Aim:
Rewrite all the lines below as a numbered list, skipping any blank lines. Leave the pictures out of your answer.

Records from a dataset
::::::

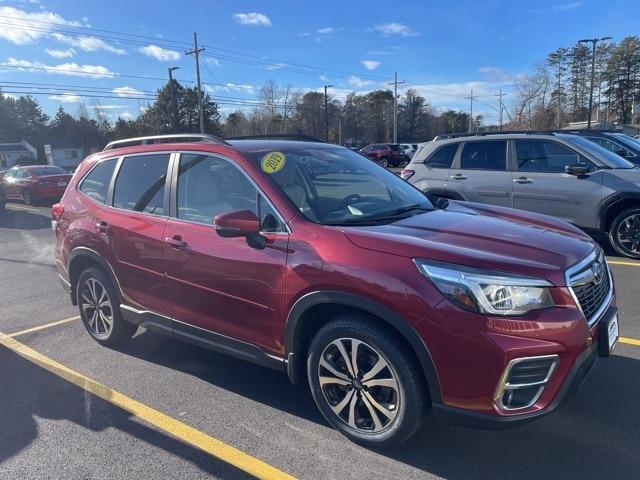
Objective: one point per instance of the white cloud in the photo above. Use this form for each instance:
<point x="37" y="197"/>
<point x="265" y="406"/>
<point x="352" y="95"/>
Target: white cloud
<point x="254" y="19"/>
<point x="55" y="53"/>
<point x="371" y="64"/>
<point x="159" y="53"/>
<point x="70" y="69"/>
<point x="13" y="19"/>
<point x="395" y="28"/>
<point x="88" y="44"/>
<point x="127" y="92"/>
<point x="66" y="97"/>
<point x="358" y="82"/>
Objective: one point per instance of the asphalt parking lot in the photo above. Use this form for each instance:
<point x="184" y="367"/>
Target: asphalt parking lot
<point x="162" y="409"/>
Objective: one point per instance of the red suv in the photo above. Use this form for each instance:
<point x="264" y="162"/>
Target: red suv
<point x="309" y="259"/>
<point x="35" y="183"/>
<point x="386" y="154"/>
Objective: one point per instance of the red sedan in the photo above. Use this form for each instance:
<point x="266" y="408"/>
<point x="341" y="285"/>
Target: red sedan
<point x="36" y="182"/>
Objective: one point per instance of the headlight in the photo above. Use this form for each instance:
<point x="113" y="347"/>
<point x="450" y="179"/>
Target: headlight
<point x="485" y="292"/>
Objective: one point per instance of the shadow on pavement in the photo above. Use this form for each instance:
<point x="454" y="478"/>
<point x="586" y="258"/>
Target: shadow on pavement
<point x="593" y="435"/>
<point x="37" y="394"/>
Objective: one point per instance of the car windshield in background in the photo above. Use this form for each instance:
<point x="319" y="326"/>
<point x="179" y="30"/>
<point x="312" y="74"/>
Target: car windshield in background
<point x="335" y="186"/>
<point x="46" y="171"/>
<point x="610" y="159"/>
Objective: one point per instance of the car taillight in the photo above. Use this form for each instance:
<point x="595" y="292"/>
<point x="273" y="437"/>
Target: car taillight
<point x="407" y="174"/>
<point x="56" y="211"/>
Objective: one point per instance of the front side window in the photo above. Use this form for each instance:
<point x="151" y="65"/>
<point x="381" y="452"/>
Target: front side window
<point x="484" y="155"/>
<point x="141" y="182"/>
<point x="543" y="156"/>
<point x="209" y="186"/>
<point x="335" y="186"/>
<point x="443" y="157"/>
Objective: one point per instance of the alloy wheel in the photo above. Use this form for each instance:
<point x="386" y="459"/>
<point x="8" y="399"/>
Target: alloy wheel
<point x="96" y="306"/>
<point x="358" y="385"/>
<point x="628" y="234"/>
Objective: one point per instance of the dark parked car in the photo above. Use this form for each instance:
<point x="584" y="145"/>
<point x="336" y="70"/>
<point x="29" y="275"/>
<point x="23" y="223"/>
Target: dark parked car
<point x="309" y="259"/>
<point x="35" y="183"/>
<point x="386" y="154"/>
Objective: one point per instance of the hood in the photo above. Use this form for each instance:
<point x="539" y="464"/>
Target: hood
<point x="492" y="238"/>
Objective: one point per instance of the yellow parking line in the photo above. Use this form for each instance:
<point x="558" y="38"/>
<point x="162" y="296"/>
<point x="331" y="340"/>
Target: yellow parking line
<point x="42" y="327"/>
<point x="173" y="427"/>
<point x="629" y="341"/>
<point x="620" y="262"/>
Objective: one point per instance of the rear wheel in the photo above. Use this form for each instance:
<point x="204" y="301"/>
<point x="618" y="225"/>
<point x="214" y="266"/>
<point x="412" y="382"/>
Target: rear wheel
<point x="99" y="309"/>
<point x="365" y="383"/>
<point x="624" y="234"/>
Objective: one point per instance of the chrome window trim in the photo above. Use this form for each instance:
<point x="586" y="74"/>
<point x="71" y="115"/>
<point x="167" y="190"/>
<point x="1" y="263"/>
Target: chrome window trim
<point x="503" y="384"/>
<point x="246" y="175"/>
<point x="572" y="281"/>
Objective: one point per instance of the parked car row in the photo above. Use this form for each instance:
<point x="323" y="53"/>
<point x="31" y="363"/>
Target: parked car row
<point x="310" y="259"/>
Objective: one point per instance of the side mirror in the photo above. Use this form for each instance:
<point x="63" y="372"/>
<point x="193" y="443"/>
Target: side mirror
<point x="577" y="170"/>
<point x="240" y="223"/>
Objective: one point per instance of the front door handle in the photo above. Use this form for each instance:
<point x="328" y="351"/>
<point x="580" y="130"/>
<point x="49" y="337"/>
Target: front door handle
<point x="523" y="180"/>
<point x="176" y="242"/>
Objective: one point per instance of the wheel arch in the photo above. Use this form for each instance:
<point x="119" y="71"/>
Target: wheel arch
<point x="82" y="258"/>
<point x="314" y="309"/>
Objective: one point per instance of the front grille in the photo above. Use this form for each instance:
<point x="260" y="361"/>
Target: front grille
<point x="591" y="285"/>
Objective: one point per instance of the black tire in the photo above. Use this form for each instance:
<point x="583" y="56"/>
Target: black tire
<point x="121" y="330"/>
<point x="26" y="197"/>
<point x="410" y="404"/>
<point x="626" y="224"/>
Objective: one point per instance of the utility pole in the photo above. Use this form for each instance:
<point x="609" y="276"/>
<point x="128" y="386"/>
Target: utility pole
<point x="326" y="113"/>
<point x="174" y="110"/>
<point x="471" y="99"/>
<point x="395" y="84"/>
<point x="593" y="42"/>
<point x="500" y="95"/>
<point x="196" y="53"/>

::::::

The response:
1. Objective: one point per instance of the white cloud in the photo above. Use this form for each instance:
2. <point x="37" y="197"/>
3. <point x="265" y="406"/>
4. <point x="352" y="95"/>
5. Target: white cloud
6. <point x="254" y="19"/>
7. <point x="55" y="53"/>
8. <point x="371" y="64"/>
9. <point x="159" y="53"/>
10. <point x="70" y="69"/>
11. <point x="13" y="19"/>
12. <point x="395" y="28"/>
13. <point x="88" y="44"/>
14. <point x="127" y="92"/>
15. <point x="66" y="97"/>
16. <point x="358" y="82"/>
17. Objective: one point per instance of the asphalt parking lot in the photo above. Use this form for each instance:
18. <point x="184" y="367"/>
19. Target: asphalt parking lot
20. <point x="162" y="409"/>
21. Objective: one point per instance of the red suv in the photo above. Use this form for each instance:
22. <point x="264" y="162"/>
23. Target: red suv
24. <point x="309" y="259"/>
25. <point x="35" y="183"/>
26. <point x="386" y="154"/>
27. Objective: one point per instance of the red sedan in the photo above. Use this form for each instance:
28. <point x="266" y="408"/>
29. <point x="341" y="285"/>
30. Target: red sedan
31. <point x="36" y="182"/>
32. Objective: one point per instance of the headlight in the photo above. Use this form for each instance:
33. <point x="113" y="347"/>
34. <point x="450" y="179"/>
35. Target: headlight
36. <point x="485" y="292"/>
37. Objective: one point per instance of the shadow on pavement in the photo above. Use this form for each instance:
38. <point x="454" y="478"/>
39. <point x="586" y="258"/>
40. Target: shadow on pavement
41. <point x="593" y="435"/>
42. <point x="37" y="394"/>
43. Objective: one point per instance of the car windshield in background in the photo above. Use this form for each instance:
44. <point x="319" y="326"/>
45. <point x="179" y="30"/>
46. <point x="312" y="74"/>
47. Target: car windshield in background
48. <point x="335" y="186"/>
49. <point x="46" y="171"/>
50. <point x="610" y="159"/>
51. Objective: one point per instance of the car taillight in the photo above. Use this form for each instance:
52. <point x="595" y="292"/>
53. <point x="273" y="437"/>
54. Target: car taillight
55. <point x="407" y="174"/>
56. <point x="56" y="211"/>
57. Objective: one point per instance of the front side window in the photo above. Use this form for each instance:
58. <point x="151" y="65"/>
59. <point x="381" y="452"/>
60. Target: front side window
61. <point x="484" y="155"/>
62. <point x="141" y="182"/>
63. <point x="543" y="156"/>
64. <point x="209" y="186"/>
65. <point x="335" y="186"/>
66. <point x="443" y="157"/>
67. Objective: one point per instance of the alloy wheel in the photo above. Use this form for each instance:
68. <point x="386" y="459"/>
69. <point x="8" y="399"/>
70. Target: alloy wheel
71. <point x="96" y="306"/>
72. <point x="358" y="385"/>
73. <point x="628" y="234"/>
74. Objective: one point per instance of the dark parked car in the photo above. Use this form for each instance:
75. <point x="584" y="145"/>
76. <point x="336" y="70"/>
77. <point x="29" y="275"/>
78. <point x="23" y="223"/>
79. Target: dark parked car
80. <point x="309" y="259"/>
81. <point x="35" y="183"/>
82. <point x="386" y="154"/>
83. Objective: one point per instance of the hood in the photo above. Use this form for each instance:
84. <point x="539" y="464"/>
85. Target: hood
86. <point x="492" y="238"/>
87. Objective: one point per instance of the yellow parking line in the photo above. Use this form for each instance:
88. <point x="558" y="38"/>
89. <point x="162" y="296"/>
90. <point x="331" y="340"/>
91. Target: yellow parking line
92. <point x="42" y="327"/>
93. <point x="173" y="427"/>
94. <point x="629" y="341"/>
95. <point x="620" y="262"/>
96. Objective: one point per instance of the rear wheel in the photo above. Use this form for each instance:
97. <point x="204" y="301"/>
98. <point x="618" y="225"/>
99. <point x="214" y="266"/>
100. <point x="412" y="382"/>
101. Target: rear wheel
102. <point x="99" y="309"/>
103. <point x="365" y="383"/>
104. <point x="624" y="234"/>
105. Objective: one point per instance of the chrome window trim in the photo above. Use this form for each instance:
106. <point x="586" y="74"/>
107. <point x="71" y="115"/>
108. <point x="167" y="190"/>
109. <point x="1" y="263"/>
110. Target: chrome window trim
111. <point x="503" y="384"/>
112. <point x="246" y="175"/>
113. <point x="572" y="281"/>
114. Objective: one point per instance of the parked car row in the photo above. Use this form for each instance:
115. <point x="323" y="53"/>
116. <point x="31" y="363"/>
117. Target: parked car row
118. <point x="310" y="259"/>
119. Objective: one point per instance of the side mirror in the photo above. Use this form for each instance:
120. <point x="63" y="372"/>
121. <point x="193" y="443"/>
122. Target: side mirror
123. <point x="577" y="170"/>
124. <point x="240" y="223"/>
125. Objective: one point per instance of the front door handle in the photo above. Use this form for each instance:
126. <point x="328" y="351"/>
127. <point x="580" y="130"/>
128. <point x="49" y="337"/>
129. Target: front door handle
130. <point x="523" y="180"/>
131. <point x="176" y="242"/>
132. Objective: one point per instance of the wheel arch in the photo above. Use this form for each instance:
133. <point x="119" y="71"/>
134. Target: wheel arch
135. <point x="82" y="258"/>
136. <point x="314" y="309"/>
137. Objective: one point per instance of the front grille in the photo above. Use this form for each instance:
138. <point x="260" y="361"/>
139. Target: front grille
140. <point x="591" y="285"/>
141. Objective: one point per instance of the black tire in the photo above. Use this form for each instance:
142. <point x="583" y="56"/>
143. Target: black tire
144. <point x="121" y="330"/>
145. <point x="26" y="197"/>
146. <point x="410" y="404"/>
147. <point x="626" y="224"/>
148. Objective: one point per instance of the utility pole in the photo above. Use this form for each instance:
149. <point x="609" y="276"/>
150. <point x="128" y="386"/>
151. Target: utility pole
152. <point x="326" y="113"/>
153. <point x="174" y="110"/>
154. <point x="471" y="99"/>
155. <point x="395" y="84"/>
156. <point x="593" y="42"/>
157. <point x="500" y="95"/>
158. <point x="196" y="53"/>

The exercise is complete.